● **What you are asked to do**
Reproduce the listing below without any change.

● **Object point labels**
--- BEGIN ---
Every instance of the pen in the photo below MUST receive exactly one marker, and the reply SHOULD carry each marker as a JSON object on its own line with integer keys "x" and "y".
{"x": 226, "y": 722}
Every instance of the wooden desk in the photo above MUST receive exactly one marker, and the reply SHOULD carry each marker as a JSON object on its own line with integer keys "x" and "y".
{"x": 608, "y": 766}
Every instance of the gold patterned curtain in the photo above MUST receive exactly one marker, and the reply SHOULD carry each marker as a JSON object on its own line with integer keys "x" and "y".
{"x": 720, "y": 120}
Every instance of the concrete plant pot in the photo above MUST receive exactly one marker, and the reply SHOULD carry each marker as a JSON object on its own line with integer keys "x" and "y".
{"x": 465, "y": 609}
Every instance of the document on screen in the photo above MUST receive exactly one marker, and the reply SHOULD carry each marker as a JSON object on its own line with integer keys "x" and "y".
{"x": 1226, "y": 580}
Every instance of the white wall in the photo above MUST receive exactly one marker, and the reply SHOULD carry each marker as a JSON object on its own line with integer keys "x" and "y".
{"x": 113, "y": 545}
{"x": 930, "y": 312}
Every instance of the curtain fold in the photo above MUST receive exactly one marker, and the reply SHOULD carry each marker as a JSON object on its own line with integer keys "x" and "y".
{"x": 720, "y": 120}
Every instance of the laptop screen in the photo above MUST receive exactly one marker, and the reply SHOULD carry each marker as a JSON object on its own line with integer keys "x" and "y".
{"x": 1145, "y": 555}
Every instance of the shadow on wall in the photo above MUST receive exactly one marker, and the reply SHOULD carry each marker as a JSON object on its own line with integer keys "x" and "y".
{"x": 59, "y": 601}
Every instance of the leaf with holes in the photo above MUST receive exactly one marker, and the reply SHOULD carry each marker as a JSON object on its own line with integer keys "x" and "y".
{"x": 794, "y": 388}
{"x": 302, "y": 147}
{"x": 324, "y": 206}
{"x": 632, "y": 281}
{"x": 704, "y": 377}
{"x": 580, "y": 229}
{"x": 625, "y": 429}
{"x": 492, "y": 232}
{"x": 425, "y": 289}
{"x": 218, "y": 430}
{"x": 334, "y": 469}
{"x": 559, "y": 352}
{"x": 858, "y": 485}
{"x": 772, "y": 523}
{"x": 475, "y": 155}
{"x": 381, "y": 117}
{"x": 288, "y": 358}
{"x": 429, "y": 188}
--- END ---
● **Answer to the problem**
Every instance of the pen in the photo below MUST receive exactly one marker, and the reply SHOULD carry each marker as a JSON object on its own line with integer keys "x" and "y".
{"x": 226, "y": 722}
Every instance of the wooden desk in the photo above MUST receive exactly one marker, and the reply SHOULD carry each marker as a JSON object on its own line with integer keys "x" and "y".
{"x": 608, "y": 766}
Every instance of the gold patterned curtain in the photo above MUST receive exactly one marker, and the reply SHOULD carry each marker as a JSON object on its own line with integer keys "x" and "y".
{"x": 720, "y": 120}
Every instance of the concrete plant pot in the photo above MUST receive exactly one marker, and the reply SHOULD carry each marker as a JSON object on its own line with integer keys "x" and "y".
{"x": 465, "y": 609}
Every instance of the document on screen in the photo above MUST receive exactly one marker, and the reply SHOULD carry each marker as a JSON object on its own line with integer keys "x" and "y".
{"x": 1226, "y": 580}
Every instance of the white wall in the photo above MUST receive exactly one marker, and the reply SHOULD carry each marker as a JSON object on its own line with integer keys "x" and "y".
{"x": 113, "y": 545}
{"x": 930, "y": 312}
Every instance of the curtain fold in the photo above MUST receive exactly one marker, and the reply SHOULD carry each marker as a JSON object on its own line with integer keys "x" and "y".
{"x": 720, "y": 120}
Every instance of the laptop screen in the photo above MUST receive exactly one marker, and the reply SHOULD carry each marker as a JSON object on its own line with integer keys "x" and "y".
{"x": 1145, "y": 555}
Every instance of the shadow on wall in the photo above MUST receive exactly one marker, and the reply SHOULD carry each marker as a JSON object on its own line with integer keys "x" and "y".
{"x": 59, "y": 601}
Every instance of the leaf with holes in the photo above MUST receive exactly one marker, and the reply SHOULD carry each marker as a JSON object on its own line with integer keys "x" and "y".
{"x": 794, "y": 388}
{"x": 302, "y": 147}
{"x": 324, "y": 206}
{"x": 632, "y": 281}
{"x": 704, "y": 377}
{"x": 580, "y": 229}
{"x": 625, "y": 429}
{"x": 492, "y": 232}
{"x": 425, "y": 289}
{"x": 218, "y": 430}
{"x": 334, "y": 469}
{"x": 559, "y": 352}
{"x": 858, "y": 485}
{"x": 772, "y": 523}
{"x": 475, "y": 155}
{"x": 381, "y": 117}
{"x": 288, "y": 358}
{"x": 429, "y": 188}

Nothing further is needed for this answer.